2009-06-08 Thread Steven D'Aprano
On Mon, 08 Jun 2009 12:14:18 +0100, Mark Devine wrote:

 Hi
 I wonder if someone could point me in the right direction. I used the
 following code to access gmail but I got a
  urllib2.URLError: urlopen error unknown url type: 'http
 error when I ran it. I have included the Traceback
 
 import twill, string, os
 b=twill.commands.get_browser()
 b.set_agent_string(Mozilla/5.0 (Windows; U; Windows NT 5.1; en-GB;
 rv:1.8.1.14) Gecko/20080404 Firefox/2.0.0.14) b.clear_cookies()
 b.go('http://www.gmail.com')
 f=b.get_form(1)
 b.showforms()
 f['Email']= email
 f['Passwd'] =password
 b.clicked(f, f)
 b.submit()

--*--

**WRITTEN REQUEST**: Repeat the mailing-list post between "import twill, string, os" and "Gecko/20080404 Firefox/2.0.0.14) b.clear_cookies()", inclusive. The records that come next are from another source, not from the mailing-list post.

**INFORMATION PROVIDED**:
--*--

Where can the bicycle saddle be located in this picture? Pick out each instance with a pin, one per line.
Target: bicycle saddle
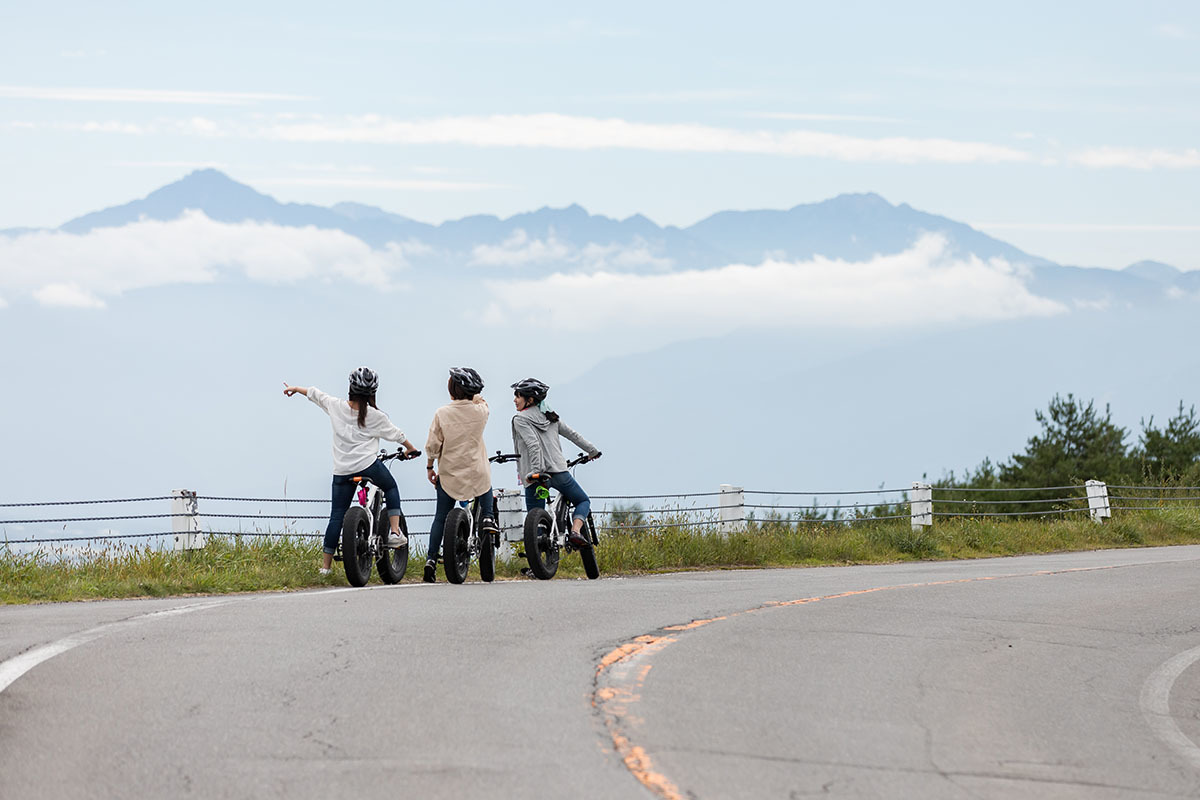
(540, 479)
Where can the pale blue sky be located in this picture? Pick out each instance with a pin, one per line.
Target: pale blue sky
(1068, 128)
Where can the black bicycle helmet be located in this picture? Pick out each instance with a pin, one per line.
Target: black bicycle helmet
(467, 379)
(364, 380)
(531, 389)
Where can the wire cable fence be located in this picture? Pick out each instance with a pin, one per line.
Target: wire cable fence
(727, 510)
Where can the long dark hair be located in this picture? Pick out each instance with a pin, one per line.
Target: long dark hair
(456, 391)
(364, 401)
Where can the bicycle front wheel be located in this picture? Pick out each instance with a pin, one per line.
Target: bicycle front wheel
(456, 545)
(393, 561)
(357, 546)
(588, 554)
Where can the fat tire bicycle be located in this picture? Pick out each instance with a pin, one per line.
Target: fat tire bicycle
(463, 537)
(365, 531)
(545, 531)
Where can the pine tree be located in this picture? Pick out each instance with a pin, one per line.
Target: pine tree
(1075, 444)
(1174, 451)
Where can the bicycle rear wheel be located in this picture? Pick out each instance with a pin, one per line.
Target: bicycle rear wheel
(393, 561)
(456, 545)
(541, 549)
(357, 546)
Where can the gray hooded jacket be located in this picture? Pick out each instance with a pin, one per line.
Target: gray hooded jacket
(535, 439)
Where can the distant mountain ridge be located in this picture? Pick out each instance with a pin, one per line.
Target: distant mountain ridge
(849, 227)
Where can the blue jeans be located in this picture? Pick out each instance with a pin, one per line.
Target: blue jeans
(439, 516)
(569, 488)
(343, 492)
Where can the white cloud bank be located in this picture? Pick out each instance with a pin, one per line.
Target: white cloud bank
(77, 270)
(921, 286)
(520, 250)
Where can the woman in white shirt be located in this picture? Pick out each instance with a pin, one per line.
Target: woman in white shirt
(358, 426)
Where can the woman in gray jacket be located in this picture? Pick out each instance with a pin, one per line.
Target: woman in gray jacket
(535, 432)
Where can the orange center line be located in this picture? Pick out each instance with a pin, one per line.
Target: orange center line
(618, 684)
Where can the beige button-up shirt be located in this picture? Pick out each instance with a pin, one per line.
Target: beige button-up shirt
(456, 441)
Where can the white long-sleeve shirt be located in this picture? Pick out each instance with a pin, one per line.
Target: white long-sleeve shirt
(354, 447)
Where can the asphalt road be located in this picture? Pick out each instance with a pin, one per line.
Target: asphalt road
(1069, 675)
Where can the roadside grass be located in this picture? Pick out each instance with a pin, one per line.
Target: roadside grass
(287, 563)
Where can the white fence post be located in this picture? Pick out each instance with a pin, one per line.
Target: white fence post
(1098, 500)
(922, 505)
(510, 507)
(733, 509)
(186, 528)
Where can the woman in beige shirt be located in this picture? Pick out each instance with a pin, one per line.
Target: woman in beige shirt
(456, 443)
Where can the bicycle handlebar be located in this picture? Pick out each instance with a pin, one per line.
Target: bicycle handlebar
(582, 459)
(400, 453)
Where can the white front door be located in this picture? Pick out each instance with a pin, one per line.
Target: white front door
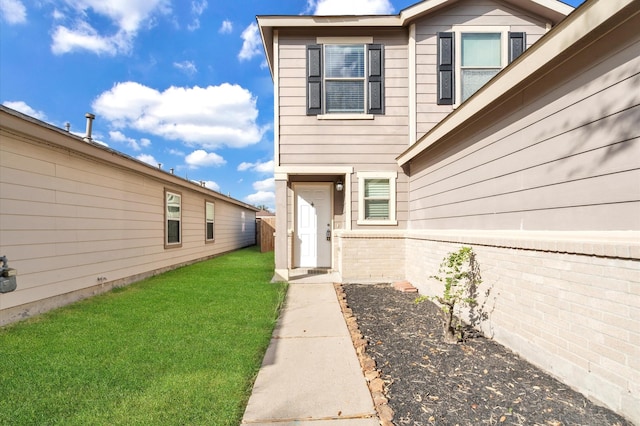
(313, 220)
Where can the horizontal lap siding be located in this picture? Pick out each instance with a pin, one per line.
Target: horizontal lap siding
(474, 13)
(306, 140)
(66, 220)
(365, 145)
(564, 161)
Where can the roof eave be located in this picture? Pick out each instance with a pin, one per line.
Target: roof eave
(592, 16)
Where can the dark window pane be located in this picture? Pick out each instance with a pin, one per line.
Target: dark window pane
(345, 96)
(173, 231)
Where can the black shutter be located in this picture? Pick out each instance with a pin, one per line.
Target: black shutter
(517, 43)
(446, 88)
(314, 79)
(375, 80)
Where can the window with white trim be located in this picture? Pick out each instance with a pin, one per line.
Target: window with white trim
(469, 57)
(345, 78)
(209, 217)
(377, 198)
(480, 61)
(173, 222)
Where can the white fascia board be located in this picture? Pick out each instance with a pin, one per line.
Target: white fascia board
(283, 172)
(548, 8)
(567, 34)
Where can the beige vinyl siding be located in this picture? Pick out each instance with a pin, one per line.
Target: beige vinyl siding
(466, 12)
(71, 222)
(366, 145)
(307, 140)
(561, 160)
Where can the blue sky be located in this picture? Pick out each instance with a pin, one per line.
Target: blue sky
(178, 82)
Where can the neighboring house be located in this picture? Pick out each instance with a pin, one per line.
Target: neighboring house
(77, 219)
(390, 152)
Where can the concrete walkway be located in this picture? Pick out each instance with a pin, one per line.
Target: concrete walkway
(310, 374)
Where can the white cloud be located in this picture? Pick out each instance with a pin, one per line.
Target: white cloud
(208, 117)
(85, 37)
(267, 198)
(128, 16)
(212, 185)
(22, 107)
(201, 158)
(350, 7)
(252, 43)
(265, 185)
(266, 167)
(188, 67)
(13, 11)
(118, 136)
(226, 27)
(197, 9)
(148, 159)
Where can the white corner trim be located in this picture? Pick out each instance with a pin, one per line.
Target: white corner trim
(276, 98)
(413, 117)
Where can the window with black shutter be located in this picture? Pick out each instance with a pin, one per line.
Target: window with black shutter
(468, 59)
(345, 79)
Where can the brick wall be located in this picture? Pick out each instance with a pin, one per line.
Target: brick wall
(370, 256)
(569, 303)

--*--

**RESULT OF THIS EXERCISE**:
import twill, string, os
 b=twill.commands.get_browser()
 b.set_agent_string(Mozilla/5.0 (Windows; U; Windows NT 5.1; en-GB;
 rv:1.8.1.14) Gecko/20080404 Firefox/2.0.0.14) b.clear_cookies()